■ Records for this exercise ■

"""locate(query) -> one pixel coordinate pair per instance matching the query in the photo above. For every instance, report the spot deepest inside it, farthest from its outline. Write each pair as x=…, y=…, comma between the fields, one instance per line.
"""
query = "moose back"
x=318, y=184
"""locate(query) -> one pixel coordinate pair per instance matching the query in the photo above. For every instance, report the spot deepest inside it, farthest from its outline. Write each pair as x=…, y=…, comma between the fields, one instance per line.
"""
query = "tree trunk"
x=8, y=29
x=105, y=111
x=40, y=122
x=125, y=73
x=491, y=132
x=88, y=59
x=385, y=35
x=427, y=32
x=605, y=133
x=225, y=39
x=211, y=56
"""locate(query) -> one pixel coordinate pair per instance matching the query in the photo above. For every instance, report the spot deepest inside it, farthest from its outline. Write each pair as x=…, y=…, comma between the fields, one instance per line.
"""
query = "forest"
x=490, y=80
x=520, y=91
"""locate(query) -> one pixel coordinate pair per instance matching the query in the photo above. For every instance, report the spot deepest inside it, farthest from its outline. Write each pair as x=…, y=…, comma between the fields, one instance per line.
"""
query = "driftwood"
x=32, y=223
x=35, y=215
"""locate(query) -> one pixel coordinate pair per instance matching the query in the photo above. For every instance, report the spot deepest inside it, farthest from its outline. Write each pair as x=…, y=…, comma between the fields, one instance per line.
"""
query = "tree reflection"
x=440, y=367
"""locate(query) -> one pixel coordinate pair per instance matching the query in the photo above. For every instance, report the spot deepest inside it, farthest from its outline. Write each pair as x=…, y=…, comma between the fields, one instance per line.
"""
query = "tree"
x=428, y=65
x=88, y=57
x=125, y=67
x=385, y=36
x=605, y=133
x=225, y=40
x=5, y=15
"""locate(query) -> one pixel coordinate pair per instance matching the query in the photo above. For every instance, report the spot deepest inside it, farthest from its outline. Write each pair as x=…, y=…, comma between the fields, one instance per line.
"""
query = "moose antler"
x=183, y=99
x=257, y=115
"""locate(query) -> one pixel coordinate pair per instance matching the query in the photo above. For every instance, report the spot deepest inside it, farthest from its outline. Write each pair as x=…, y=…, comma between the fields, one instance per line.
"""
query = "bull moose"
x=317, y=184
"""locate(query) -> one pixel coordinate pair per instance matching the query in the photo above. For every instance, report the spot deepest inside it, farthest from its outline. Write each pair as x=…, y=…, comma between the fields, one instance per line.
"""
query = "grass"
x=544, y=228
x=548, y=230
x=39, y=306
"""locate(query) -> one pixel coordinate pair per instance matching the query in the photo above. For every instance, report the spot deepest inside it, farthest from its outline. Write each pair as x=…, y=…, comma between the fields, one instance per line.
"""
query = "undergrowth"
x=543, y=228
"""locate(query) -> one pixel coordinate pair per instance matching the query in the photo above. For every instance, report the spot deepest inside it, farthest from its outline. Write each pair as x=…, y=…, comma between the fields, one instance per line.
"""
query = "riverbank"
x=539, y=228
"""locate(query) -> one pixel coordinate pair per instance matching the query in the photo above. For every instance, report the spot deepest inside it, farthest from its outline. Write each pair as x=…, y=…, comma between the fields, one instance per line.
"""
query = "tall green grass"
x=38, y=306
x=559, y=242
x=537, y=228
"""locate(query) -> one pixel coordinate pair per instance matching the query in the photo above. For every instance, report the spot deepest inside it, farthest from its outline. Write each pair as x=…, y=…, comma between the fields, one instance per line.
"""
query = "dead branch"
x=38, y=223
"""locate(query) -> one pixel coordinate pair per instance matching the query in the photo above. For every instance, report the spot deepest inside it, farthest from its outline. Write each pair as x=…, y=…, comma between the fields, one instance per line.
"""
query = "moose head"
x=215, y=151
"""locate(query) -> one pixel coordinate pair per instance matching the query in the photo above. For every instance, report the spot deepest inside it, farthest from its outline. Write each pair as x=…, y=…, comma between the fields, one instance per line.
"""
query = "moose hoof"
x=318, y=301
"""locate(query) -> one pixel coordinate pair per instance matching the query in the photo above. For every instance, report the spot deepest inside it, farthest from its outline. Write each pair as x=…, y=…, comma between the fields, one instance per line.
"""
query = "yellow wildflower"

■ Your goal ■
Set down every line of the listing above again, exactly as given.

■ Complete output ■
"""locate(query) -> one pixel coordinate pair per instance matching the query in the photo above. For every instance, report the spot deepest inside it, farthest from its outline. Write each pair as x=…, y=…, comma between the fields, one instance per line.
"""
query = "moose back"
x=318, y=184
"""locate(query) -> one pixel coordinate pair per instance matching the query in the photo above. For every instance, report the spot deepest inside it, farthest from its outline. Write each pair as x=…, y=…, comma between the fields, one instance per line.
"""
query = "tree trunk"
x=8, y=29
x=105, y=111
x=40, y=122
x=125, y=73
x=491, y=132
x=88, y=59
x=385, y=35
x=427, y=32
x=605, y=133
x=225, y=39
x=211, y=56
"""locate(query) -> one pixel coordinate pair per instance matching the query in the photo above. For every instance, report the spot deepest inside it, farthest from its outline. Write each pair as x=…, y=…, comma between the fields, one instance per line.
"""
query = "forest"
x=490, y=80
x=520, y=91
"""locate(query) -> one pixel coordinate pair per instance matching the query in the photo above. For every instance, report the spot deepest inside it, farthest from its outline. Write each pair as x=…, y=…, comma between the fields, one instance per line.
"""
query = "driftwood"
x=32, y=223
x=35, y=215
"""locate(query) -> one pixel coordinate pair per instance matching the query in the photo above. For every instance, report the spot deepest inside it, farthest from its outline. Write each pair as x=…, y=…, comma between the fields, one instance per line.
"""
query = "tree reflection"
x=440, y=367
"""locate(query) -> one pixel coordinate pair per instance matching the query in the photo above. For every instance, report the spot deepest inside it, farthest from its outline. Write each pair as x=…, y=…, comma between the fields, one instance per line.
"""
query = "tree"
x=428, y=65
x=88, y=57
x=125, y=67
x=385, y=36
x=605, y=133
x=225, y=40
x=5, y=15
"""locate(query) -> one pixel coordinate pair per instance matching the query in the photo above. For every instance, report the spot deepest inside it, farthest from its outline. Write each pair as x=…, y=…, comma between the fields, one instance per line.
"""
query = "moose antler"
x=183, y=99
x=257, y=115
"""locate(query) -> one pixel coordinate pair per instance matching the query in the photo above. For every instance, report the spot deepest inside it, farthest from its outline. Write each pair as x=…, y=…, comma between the fields, one instance per line.
"""
query = "bull moose"
x=317, y=184
"""locate(query) -> one pixel coordinate pair per instance matching the query in the photo above. For every instance, report the spot deepest inside it, farthest from its outline. Write each pair as x=…, y=…, comma between the fields, one instance per line.
"""
query = "grass"
x=544, y=228
x=548, y=230
x=39, y=306
"""locate(query) -> one pixel coordinate pair per instance matching the query in the photo above. For every instance, report the spot deepest inside it, farthest from its outline. Write each pair as x=…, y=…, comma between the fields, one instance per line.
"""
query = "undergrowth"
x=543, y=228
"""locate(query) -> one pixel coordinate pair per instance matching the query in the photo above. For every instance, report the spot deepest inside it, farthest from its outline. Write each pair as x=…, y=…, comma between the fields, one instance per line.
"""
query = "riverbank"
x=539, y=228
"""locate(query) -> one pixel coordinate pair per instance matching the query in the photo above. For every instance, report the spot deepest inside it, farthest from its outline. Write each pair as x=…, y=…, comma between the fields, one instance per line.
"""
query = "tall green grass"
x=38, y=306
x=559, y=242
x=537, y=228
"""locate(query) -> one pixel coordinate pair per instance matching the query in the photo above. For every instance, report the spot deepest inside it, farthest from its outline. Write each pair as x=…, y=…, comma between the fields, one instance per line.
"""
query = "dead branch"
x=38, y=223
"""locate(query) -> one pixel coordinate pair per instance matching the query in the photo above. For every instance, report the spot deepest inside it, farthest from its outline. Write each pair as x=…, y=…, comma between the fields, one instance per line.
"""
query = "moose head"
x=215, y=151
"""locate(query) -> one pixel coordinate pair per instance matching the query in the photo above. For every instance, report the spot deepest inside it, farthest from its outline. Write each pair as x=…, y=…, comma between the fields, one instance per line.
"""
query = "moose hoof"
x=318, y=301
"""locate(query) -> one pixel coordinate pair per instance matching the query in the photo above. For every instance, report the spot deepest inside it, farthest from its outline. Write each pair as x=…, y=…, comma between the fields, one instance per line.
"""
query = "yellow wildflower"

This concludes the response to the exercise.